*** Kutipan pilihan

Dewan Pers Tegaskan Kewenangannya Sesuai UU

Dewan Pers Tegaskan Kewenangannya Sesuai UU

NERACA

Jakarta - Dewan Pers (DP) menegaskan kewenangannya dalam membuat sejumlah peraturan terkait dunia kewartawanan dan penerbitan media massa itu sesuai undang-undang (UU) pers.

"Sangat berwenang, karena kan DP memfasilitasi masyarakat, di dalam memfasilitasi itu masyarakat membuat peraturan. Sebenarnya bukan DP yg membuat peraturan, tapi bentuknya diserahkan, kan enggak mungkin misalnya satu organisasi mengeluarkan peraturan. Jadi, yang mengeluarkan adalah lembaga yang menaungi semua (organisasi pers)," ujar Sekjen Persatuan Wartawan Indonesia (PWI) Pusat, Wina Armada di Pengadilan Negeri Jakpus, Rabu (5/12).

Wina menyampaikan kekuatan hukum bagi DP untuk mengeluarkan peraturan diatur dalam UU Pers nomor 40 tahun 1999 pasal 15 ayat 2 huruf F yang berbunyi memfasilitasi organisasi-organisasi pers dalam menyusun peraturan-peraturan di bidang pers dan meningkatkan kualitas profesi kewartawanan.

Hal itu dimaknai sebagai kewenangan DP untuk membentuk peraturan, seperti standar kompetensi wartawan (SKW) dan kode etik jurnalistik.

Peraturan ditegakkan bagi wartawan supaya wartawan tidak sembarangan dalam menulis berita dan memiliki etika yang bagus mengingat profesi wartawan sebagai profesi yang menuntut memiliki kemampuan teknikal di bidangnya demi kepentingan publik.

******

→ Latihan singkat 1:
Tuliskan ulang tanpa perubahan bagian berita tentang kewenangan Dewan Pers, semuanya mulai dari "Wina menyampaikan kekuatan" terus sampai ke "demi kepentingan publik.".

*** Bahan yang disediakan

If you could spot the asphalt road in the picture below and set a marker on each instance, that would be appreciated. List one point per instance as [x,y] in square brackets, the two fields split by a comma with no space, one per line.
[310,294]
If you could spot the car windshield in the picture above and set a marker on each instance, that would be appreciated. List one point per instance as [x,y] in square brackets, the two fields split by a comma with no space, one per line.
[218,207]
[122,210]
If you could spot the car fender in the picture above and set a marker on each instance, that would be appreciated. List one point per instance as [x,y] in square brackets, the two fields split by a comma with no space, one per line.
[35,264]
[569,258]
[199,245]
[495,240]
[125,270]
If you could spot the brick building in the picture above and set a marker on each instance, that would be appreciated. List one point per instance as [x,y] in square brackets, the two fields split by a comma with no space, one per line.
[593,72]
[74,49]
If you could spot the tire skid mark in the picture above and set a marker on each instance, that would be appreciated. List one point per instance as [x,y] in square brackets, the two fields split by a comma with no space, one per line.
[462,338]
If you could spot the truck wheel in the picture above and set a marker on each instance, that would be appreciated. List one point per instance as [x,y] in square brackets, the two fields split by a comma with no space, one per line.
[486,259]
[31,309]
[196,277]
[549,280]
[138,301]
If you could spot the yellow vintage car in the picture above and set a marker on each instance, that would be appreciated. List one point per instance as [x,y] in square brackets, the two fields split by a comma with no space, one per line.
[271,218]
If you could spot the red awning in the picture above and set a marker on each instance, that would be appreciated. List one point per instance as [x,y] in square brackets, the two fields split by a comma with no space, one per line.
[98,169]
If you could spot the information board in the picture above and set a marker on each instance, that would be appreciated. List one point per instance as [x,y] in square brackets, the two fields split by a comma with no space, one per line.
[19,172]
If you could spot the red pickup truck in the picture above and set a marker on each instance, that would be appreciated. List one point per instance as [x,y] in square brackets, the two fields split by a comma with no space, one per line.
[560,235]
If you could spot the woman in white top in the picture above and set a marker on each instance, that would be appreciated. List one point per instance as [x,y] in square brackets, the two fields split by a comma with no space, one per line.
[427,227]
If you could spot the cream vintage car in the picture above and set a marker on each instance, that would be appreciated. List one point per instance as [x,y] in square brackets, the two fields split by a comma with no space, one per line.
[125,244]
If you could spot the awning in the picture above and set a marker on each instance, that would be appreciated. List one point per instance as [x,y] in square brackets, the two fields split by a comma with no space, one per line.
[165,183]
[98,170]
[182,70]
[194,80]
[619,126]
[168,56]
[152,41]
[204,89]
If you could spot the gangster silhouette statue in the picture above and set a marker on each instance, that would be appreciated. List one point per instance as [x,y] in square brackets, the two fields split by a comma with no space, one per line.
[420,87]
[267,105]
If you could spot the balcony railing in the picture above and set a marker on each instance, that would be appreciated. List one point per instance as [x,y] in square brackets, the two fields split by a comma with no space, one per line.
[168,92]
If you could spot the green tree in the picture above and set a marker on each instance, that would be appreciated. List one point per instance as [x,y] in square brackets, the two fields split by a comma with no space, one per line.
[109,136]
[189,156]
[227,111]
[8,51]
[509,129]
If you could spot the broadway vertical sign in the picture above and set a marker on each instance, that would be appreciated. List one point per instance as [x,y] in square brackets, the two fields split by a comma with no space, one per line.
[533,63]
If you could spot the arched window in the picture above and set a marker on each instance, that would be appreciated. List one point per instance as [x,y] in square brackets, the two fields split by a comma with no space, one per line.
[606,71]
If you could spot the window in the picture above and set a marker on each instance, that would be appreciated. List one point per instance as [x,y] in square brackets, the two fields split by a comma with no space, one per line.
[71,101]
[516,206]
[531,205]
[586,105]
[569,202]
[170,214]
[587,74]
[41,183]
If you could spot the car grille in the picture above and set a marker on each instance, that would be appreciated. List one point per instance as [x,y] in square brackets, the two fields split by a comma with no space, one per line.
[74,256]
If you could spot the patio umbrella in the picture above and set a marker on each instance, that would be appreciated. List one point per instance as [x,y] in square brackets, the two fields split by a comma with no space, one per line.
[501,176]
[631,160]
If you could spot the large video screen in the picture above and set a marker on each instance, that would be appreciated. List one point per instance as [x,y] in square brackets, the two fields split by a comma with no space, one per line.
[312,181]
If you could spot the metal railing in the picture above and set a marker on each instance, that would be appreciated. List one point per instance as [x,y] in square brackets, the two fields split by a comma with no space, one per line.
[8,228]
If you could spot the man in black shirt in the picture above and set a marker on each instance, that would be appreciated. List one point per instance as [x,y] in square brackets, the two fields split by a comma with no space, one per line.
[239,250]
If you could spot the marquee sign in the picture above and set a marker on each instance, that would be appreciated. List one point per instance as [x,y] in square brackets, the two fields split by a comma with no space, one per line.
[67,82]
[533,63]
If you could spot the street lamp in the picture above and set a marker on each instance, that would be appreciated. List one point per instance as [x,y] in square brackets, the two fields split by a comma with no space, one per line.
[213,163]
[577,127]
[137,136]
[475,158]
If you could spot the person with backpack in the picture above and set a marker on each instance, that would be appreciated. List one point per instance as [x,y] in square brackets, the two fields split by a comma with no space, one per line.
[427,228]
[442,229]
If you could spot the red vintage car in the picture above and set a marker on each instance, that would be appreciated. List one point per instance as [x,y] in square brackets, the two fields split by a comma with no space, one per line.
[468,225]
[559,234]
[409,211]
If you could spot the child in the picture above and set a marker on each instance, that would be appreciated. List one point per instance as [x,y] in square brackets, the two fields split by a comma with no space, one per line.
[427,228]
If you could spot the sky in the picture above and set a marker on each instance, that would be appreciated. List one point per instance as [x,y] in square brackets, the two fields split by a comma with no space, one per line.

******

→ Latihan singkat 2:
Ambil setiap baris dari daftar yang memuat kata "truck". Perbedaan huruf besar dan kecil diperhitungkan.

→ Penyelesaian 1:
Wina menyampaikan kekuatan hukum bagi DP untuk mengeluarkan peraturan diatur dalam UU Pers nomor 40 tahun 1999 pasal 15 ayat 2 huruf F yang berbunyi memfasilitasi organisasi-organisasi pers dalam menyusun peraturan-peraturan di bidang pers dan meningkatkan kualitas profesi kewartawanan.

Hal itu dimaknai sebagai kewenangan DP untuk membentuk peraturan, seperti standar kompetensi wartawan (SKW) dan kode etik jurnalistik.

Peraturan ditegakkan bagi wartawan supaya wartawan tidak sembarangan dalam menulis berita dan memiliki etika yang bagus mengingat profesi wartawan sebagai profesi yang menuntut memiliki kemampuan teknikal di bidangnya demi kepentingan publik.

→ Penyelesaian 2:
If you could spot the truck wheel in the picture above and set a marker on each instance, that would be appreciated. List one point per instance as [x,y] in square brackets, the two fields split by a comma with no space, one per line.
If you could spot the red pickup truck in the picture above and set a marker on each instance, that would be appreciated. List one point per instance as [x,y] in square brackets, the two fields split by a comma with no space, one per line.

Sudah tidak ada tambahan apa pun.